* [PASSAGE TO READ]:

Well, I've recently signed on to do one of the craziest things I've ever attempted in my life: I registered for a GORUCK Challenge. One of the tag lines is "8-10 hours. 15-20 miles. Good livin'." Basically, it involves the aforementioned hours of miles wearing a ruck (short for rucksack-- a military type backpack) filled with 4 bricks (yes, the building kind that you buy at Home Depot) among other things. At the risk of frightening my mother, I'll post the link, in case you're curious: https://www.goruckchallenge.com/Events/Challenge
Why I would sign up to do such a thing will be the subject of another post, probably when I'm on the other side of the GORUCK. Because by then, maybe I can answer that question.
I'm learning much through training. I've begun running 4 miles at a time with first 2 bricks and now 3 bricks. I'm slowing building miles and adding bricks. I've never before run under added weight, except for 16 oz of water that I carry in my fuel belt and a few Cliff bars or gels, so this has been a whole new experience. Running has always been such a blatant metaphor for life to me. On yesterday's run, carrying the weight on my shoulders, I couldn't miss the message.

* [EXERCISE PROMPT]: Continue the post about training for the GORUCK Challenge, beginning right after its final sentence. The rows after this point are separate material with no connection to the post about training for a GORUCK Challenge.

* [EXCERPTED DATA]:
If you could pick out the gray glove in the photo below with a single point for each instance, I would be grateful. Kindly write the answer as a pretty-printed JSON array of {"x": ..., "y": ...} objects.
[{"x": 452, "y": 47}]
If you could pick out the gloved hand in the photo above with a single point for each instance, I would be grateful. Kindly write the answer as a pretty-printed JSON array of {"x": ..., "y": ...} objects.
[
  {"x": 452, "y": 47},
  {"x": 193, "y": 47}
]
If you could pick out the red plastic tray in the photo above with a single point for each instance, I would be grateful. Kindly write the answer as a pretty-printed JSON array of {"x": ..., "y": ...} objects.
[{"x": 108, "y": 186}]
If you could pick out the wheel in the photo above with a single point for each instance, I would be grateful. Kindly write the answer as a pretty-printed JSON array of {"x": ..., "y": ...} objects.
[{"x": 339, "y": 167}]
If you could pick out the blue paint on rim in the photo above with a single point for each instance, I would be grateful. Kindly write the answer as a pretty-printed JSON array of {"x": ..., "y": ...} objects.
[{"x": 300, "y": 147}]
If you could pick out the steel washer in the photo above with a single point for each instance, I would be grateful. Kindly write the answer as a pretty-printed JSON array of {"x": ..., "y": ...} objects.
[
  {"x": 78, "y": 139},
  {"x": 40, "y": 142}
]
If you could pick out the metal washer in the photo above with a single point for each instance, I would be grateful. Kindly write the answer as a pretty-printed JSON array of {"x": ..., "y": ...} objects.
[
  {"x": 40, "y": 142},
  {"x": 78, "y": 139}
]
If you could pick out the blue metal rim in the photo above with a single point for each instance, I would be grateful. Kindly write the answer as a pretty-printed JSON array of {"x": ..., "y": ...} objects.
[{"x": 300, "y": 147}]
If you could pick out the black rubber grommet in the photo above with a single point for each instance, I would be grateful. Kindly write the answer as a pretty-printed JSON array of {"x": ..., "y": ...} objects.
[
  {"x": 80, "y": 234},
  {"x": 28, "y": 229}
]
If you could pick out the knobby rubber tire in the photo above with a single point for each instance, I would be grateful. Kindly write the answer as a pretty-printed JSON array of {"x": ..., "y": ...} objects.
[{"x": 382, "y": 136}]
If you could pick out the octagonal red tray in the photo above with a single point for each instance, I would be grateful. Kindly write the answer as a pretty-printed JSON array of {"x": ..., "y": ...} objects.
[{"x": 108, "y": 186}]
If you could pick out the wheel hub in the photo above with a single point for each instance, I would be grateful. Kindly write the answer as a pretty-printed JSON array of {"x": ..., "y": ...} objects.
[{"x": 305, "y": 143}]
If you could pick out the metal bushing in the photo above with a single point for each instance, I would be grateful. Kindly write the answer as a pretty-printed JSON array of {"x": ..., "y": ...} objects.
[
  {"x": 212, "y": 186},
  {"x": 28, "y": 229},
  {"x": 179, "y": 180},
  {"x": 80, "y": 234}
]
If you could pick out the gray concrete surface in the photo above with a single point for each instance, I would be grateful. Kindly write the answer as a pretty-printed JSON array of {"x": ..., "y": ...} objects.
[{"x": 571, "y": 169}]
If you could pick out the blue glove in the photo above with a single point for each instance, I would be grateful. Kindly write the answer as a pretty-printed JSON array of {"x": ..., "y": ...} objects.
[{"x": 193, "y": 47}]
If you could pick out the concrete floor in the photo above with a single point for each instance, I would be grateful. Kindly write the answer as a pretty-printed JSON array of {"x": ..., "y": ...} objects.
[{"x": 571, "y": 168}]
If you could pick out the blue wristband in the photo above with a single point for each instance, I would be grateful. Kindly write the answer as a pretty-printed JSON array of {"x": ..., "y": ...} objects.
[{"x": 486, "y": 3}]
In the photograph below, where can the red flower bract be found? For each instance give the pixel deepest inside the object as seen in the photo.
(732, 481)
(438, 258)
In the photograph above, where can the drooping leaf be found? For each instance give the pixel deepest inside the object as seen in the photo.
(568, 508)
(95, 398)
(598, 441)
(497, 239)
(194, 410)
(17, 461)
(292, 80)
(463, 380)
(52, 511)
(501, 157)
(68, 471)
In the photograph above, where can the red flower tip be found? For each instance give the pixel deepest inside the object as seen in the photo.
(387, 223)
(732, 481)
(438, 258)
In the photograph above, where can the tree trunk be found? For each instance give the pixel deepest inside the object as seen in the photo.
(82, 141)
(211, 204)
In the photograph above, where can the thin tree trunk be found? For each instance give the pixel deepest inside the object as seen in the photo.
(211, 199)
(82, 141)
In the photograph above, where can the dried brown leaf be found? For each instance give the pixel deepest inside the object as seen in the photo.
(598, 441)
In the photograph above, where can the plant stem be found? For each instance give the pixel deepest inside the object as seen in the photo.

* [ANSWER SECTION]:
Each step became more difficult. At times I felt the pack was too much, and that I could no longer go forward. The burden seemed heavier with each minute that passed. The load increasingly becoming more noticeable. I wavered between moments of "Just stop; it's not worth the effort it takes to continue down this path," and "I can do this; I will not stop." I questioned my goals and my ability to achieve them. And then a wave of understanding crushed me. God reminded me of my former students who have lost a parent, of a friend who's granddaughter has a brain tumor, of a friend who's child has a disease that alters every day, of friends who have suffered miscarriages, of friends who have lost loved ones too early. I prayed for them all, heartbroken for the weights that they carry-- weights that they can't take off at the end of a run.